— Dataset rows —
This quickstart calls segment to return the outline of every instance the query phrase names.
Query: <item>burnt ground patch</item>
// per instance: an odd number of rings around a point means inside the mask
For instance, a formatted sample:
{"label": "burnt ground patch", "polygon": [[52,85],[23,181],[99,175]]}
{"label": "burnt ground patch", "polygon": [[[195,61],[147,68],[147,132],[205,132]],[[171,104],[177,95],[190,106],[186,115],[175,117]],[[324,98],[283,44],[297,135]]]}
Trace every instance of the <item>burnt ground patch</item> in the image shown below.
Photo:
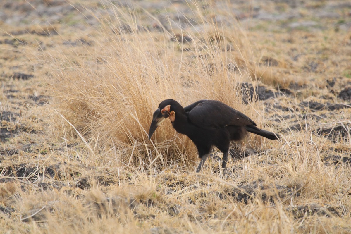
{"label": "burnt ground patch", "polygon": [[286,210],[291,212],[294,219],[302,219],[313,215],[331,218],[332,216],[340,216],[337,207],[330,206],[322,206],[317,204],[311,204],[288,208]]}
{"label": "burnt ground patch", "polygon": [[338,97],[343,100],[351,101],[351,87],[347,87],[340,91]]}
{"label": "burnt ground patch", "polygon": [[77,179],[75,183],[75,187],[85,190],[91,188],[94,183],[103,186],[115,185],[117,183],[115,179],[109,176],[97,176],[90,178],[84,176]]}
{"label": "burnt ground patch", "polygon": [[280,95],[279,92],[269,89],[264,86],[257,85],[254,88],[252,85],[247,82],[243,83],[241,85],[243,100],[244,103],[247,103],[253,100],[267,100]]}
{"label": "burnt ground patch", "polygon": [[29,80],[33,78],[34,75],[30,74],[26,74],[21,72],[15,72],[10,77],[10,78],[18,80]]}
{"label": "burnt ground patch", "polygon": [[7,178],[0,179],[0,182],[11,180],[13,178],[34,181],[43,176],[60,179],[62,175],[60,165],[59,163],[38,168],[20,163],[0,167],[0,171],[2,172],[2,175]]}
{"label": "burnt ground patch", "polygon": [[334,103],[327,102],[324,104],[318,102],[302,102],[300,103],[300,107],[308,107],[312,111],[317,111],[321,110],[326,109],[333,111],[344,108],[350,108],[350,105],[345,105],[341,103]]}
{"label": "burnt ground patch", "polygon": [[233,199],[238,202],[247,204],[249,201],[259,198],[266,203],[274,204],[277,199],[284,200],[291,196],[300,195],[298,188],[292,188],[284,185],[264,185],[261,181],[254,181],[246,185],[240,185],[237,188],[225,189],[223,192],[202,192],[189,198],[189,202],[196,204],[201,198],[206,198],[214,193],[221,200]]}
{"label": "burnt ground patch", "polygon": [[17,128],[14,128],[9,127],[8,124],[10,122],[13,122],[19,116],[19,115],[8,111],[3,111],[0,114],[0,142],[7,141],[9,138],[13,137],[18,132]]}
{"label": "burnt ground patch", "polygon": [[351,128],[341,123],[332,127],[319,128],[316,132],[318,135],[326,137],[334,143],[347,140],[351,136]]}
{"label": "burnt ground patch", "polygon": [[20,116],[17,113],[3,111],[0,114],[0,119],[1,120],[6,120],[8,122],[14,121]]}
{"label": "burnt ground patch", "polygon": [[50,97],[46,95],[33,95],[29,96],[29,98],[33,100],[34,102],[39,106],[42,106],[49,103]]}
{"label": "burnt ground patch", "polygon": [[260,181],[254,181],[252,184],[238,185],[238,188],[225,191],[224,194],[220,193],[219,196],[221,199],[230,196],[245,204],[249,200],[259,197],[264,202],[274,204],[277,199],[285,199],[290,196],[299,196],[299,192],[295,192],[298,190],[284,185],[264,185]]}

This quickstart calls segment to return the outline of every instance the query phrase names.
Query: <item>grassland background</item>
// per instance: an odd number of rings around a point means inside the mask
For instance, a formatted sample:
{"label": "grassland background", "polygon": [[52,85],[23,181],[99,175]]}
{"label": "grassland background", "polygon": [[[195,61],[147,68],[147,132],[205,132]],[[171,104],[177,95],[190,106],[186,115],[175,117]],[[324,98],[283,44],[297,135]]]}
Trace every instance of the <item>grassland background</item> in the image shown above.
{"label": "grassland background", "polygon": [[[0,7],[0,232],[351,232],[348,1]],[[196,175],[169,122],[147,140],[170,98],[282,139],[234,144],[224,175],[215,149]]]}

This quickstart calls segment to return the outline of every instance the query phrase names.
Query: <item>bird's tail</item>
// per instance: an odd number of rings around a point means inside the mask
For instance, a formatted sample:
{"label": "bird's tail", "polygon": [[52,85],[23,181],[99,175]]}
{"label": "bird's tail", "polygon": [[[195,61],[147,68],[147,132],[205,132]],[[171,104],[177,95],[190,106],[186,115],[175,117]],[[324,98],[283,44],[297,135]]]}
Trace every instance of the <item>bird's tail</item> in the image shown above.
{"label": "bird's tail", "polygon": [[246,126],[245,127],[247,132],[264,136],[266,138],[268,138],[270,140],[278,140],[280,137],[278,134],[276,134],[271,132],[269,132],[266,130],[260,129],[253,125],[248,125]]}

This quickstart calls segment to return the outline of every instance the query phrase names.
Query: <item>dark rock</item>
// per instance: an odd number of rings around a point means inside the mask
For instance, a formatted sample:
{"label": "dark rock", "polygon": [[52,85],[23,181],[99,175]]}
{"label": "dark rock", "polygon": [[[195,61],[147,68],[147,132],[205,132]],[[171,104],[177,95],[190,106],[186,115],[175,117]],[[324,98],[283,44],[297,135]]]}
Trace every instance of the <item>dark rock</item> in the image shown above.
{"label": "dark rock", "polygon": [[254,99],[255,100],[266,100],[280,95],[278,92],[273,92],[263,86],[256,86],[254,89],[252,85],[247,83],[243,83],[241,86],[243,99],[245,103],[252,101]]}
{"label": "dark rock", "polygon": [[277,67],[279,65],[279,63],[276,59],[270,57],[263,57],[262,61],[265,65],[270,67]]}
{"label": "dark rock", "polygon": [[327,109],[330,111],[350,107],[351,107],[351,103],[349,105],[345,105],[343,104],[332,104],[329,102],[327,103]]}
{"label": "dark rock", "polygon": [[319,111],[324,109],[325,106],[322,103],[317,102],[302,102],[300,103],[300,106],[309,108],[313,111]]}
{"label": "dark rock", "polygon": [[295,219],[302,219],[307,216],[312,216],[314,214],[329,218],[333,216],[340,216],[340,214],[335,208],[329,206],[322,207],[316,204],[299,206],[288,208],[287,210],[292,213]]}
{"label": "dark rock", "polygon": [[351,129],[341,124],[332,127],[320,128],[316,132],[318,135],[326,137],[334,143],[345,140],[351,135]]}
{"label": "dark rock", "polygon": [[338,94],[338,97],[343,100],[351,101],[351,87],[347,87],[342,90]]}
{"label": "dark rock", "polygon": [[11,78],[14,78],[19,80],[28,80],[30,78],[33,78],[34,76],[33,75],[29,75],[28,74],[25,74],[20,72],[15,72],[13,73],[13,75]]}
{"label": "dark rock", "polygon": [[171,38],[171,40],[172,41],[178,41],[181,43],[185,43],[191,42],[191,38],[186,35],[177,34]]}

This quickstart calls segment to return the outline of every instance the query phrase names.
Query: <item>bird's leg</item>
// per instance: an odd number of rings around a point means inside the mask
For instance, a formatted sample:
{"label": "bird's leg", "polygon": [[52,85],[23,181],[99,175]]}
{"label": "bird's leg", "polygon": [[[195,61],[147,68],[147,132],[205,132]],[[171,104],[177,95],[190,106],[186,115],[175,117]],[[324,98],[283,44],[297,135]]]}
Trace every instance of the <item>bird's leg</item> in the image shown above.
{"label": "bird's leg", "polygon": [[202,167],[202,165],[205,164],[205,162],[206,161],[206,159],[207,159],[207,157],[208,156],[208,154],[206,154],[201,158],[201,161],[200,161],[200,164],[199,164],[199,166],[198,166],[197,169],[196,169],[196,173],[199,173],[201,171],[201,168]]}
{"label": "bird's leg", "polygon": [[228,161],[228,151],[223,153],[223,159],[222,159],[222,168],[227,167],[227,162]]}

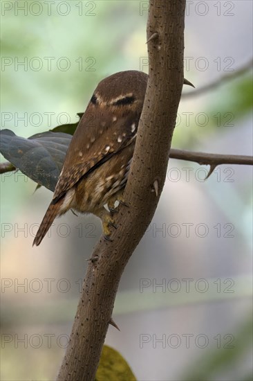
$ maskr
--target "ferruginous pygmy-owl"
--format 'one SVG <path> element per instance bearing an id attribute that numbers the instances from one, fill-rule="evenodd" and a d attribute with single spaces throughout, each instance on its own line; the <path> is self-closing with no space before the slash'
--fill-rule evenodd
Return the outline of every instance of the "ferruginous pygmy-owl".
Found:
<path id="1" fill-rule="evenodd" d="M 99 83 L 73 135 L 33 245 L 39 245 L 55 218 L 71 209 L 100 217 L 110 240 L 110 225 L 115 227 L 111 214 L 115 201 L 122 200 L 147 80 L 144 73 L 128 71 Z"/>

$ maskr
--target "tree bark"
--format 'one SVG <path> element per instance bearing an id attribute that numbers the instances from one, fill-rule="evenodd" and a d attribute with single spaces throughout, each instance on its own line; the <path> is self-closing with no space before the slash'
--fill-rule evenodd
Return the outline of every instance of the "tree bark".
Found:
<path id="1" fill-rule="evenodd" d="M 129 206 L 120 207 L 113 242 L 102 238 L 94 249 L 58 380 L 95 379 L 121 275 L 156 211 L 183 82 L 185 7 L 185 0 L 150 1 L 147 39 L 155 37 L 148 42 L 149 79 L 124 193 Z"/>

— Requirements —
Find every line in the records that contains the string "tree" and copy each of those lines out.

— Correct output —
--target "tree bark"
Return the outline of every instance of the "tree bark".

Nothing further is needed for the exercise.